ЧТО НУЖНО СДЕЛАТЬ: Процитируйте дословно фрагмент текста о палестино-израильском конфликте, начиная со слов «В то же время, сопротивляясь» и заканчивая словами «может быть оправдания.».

ИСХОДНЫЙ ТЕКСТ:

####

Сейчас можно с уверенностью сказать, что палестино-израильский конфликт — самый трудноразрешимый конфликт в мире. Он совмещает в себе национальное, религиозное и колониальное измерение. Все три измерения усиливают и обостряют друг друга.
Стороны этого конфликта не равны. Израиль — мощное и эффективное государство, пользующееся практически безусловной поддержкой самой могущественной в мире державы — США. Палестинцы — народ, не имеющий своего государства и расколотый на пять групп, каждая из которых находится в своей уникальной ситуации (палестинские граждане Израиля, жители Восточного Иерусалима, Западного берега и Газы, беженцы в других странах). Народ, получающий куда меньшую, чем в случае Израиля и США, и отнюдь не безусловную поддержку арабских государств.
В этом конфликте палестинцы являются пострадавшей стороной. Израиль — государство, существующее не для них, а для еврейского народа, что совершенно официально зафиксировано в его Основных законах. События, сопровождавшие создание Израиля, и его последующие шаги принесли им множество бед: массовое и принудительное выселение из некоторых районов их проживания (сегодня такие акции принято называть «этнической чисткой»); военную оккупацию других районов, их заселение колонистами и создание системы апартеида, при которой проживающие в одном месте люди обладают разными правами в зависимости от своей этнической принадлежности.
В то же время, сопротивляясь угнетению, палестинцы зачастую применяли методы, которые невозможно оправдать с моральной точки зрения и которые уменьшают международное сочувствие к их борьбе.
Самым страшным и разрушительным проявлением этой тенденции стала резня, устроенная ХАМАС 7 октября. В массовых убийствах мирного населения промелькнула тень того, что исследователи называют subaltern genocide — «геноцидом угнетенных» (то есть актом геноцида, совершенным не государственными структурами, а низовыми акторами — теми, кто является / считает себя угнетенными. — Прим. ред.) Геноцид — это геноцид. Ему нет и не может быть оправдания.
Следует добавить, что жестокость ХАМАС была вызвана не только (а, возможно, и не столько) невыносимым положением жителей Газы и антиколониальными мотивами, сколько религиозным фанатизмом. Религиозный уровень конфликта исключает всякую возможность компромисса, цементируя тот тупик, в который ситуация зашла сейчас.

####

ПРЕДОСТАВЛЕННЫЙ МАТЕРИАЛ:
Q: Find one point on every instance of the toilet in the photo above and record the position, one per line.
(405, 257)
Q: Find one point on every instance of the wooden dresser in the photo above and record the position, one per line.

####

РЕЗУЛЬТАТ УПРАЖНЕНИЯ:
В то же время, сопротивляясь угнетению, палестинцы зачастую применяли методы, которые невозможно оправдать с моральной точки зрения и которые уменьшают международное сочувствие к их борьбе.
Самым страшным и разрушительным проявлением этой тенденции стала резня, устроенная ХАМАС 7 октября. В массовых убийствах мирного населения промелькнула тень того, что исследователи называют subaltern genocide — «геноцидом угнетенных» (то есть актом геноцида, совершенным не государственными структурами, а низовыми акторами — теми, кто является / считает себя угнетенными. — Прим. ред.) Геноцид — это геноцид. Ему нет и не может быть оправдания.